Required work: Return all lines from the listing below that include the word "house".

· · · ·

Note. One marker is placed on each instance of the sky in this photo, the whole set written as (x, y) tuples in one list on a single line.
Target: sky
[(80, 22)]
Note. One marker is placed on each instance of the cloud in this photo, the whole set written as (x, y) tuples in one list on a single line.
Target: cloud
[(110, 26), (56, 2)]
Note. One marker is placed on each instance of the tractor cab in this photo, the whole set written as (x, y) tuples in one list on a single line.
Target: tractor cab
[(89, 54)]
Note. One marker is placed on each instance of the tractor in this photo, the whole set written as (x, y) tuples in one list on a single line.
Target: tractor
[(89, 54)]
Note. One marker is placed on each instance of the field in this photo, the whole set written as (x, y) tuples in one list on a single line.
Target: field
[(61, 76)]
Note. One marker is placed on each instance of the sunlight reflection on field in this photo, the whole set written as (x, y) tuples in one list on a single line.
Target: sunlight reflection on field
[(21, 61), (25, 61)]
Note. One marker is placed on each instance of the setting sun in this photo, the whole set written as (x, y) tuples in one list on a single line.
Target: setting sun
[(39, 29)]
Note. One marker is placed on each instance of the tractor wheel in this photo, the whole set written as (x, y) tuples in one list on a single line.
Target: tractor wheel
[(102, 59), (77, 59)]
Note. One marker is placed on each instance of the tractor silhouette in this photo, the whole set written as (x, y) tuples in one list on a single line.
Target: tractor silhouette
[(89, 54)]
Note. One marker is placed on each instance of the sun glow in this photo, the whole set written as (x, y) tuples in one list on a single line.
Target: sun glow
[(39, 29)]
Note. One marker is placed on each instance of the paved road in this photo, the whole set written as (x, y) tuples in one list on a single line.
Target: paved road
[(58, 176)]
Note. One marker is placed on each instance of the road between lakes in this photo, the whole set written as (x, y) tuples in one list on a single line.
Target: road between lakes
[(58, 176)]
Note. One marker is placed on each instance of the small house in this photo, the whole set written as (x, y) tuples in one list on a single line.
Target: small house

· · · ·

Written solution:
Note. One marker is placed on each instance of the small house in this photo, the whole set written as (x, y) tuples in one list on a single line.
Target: small house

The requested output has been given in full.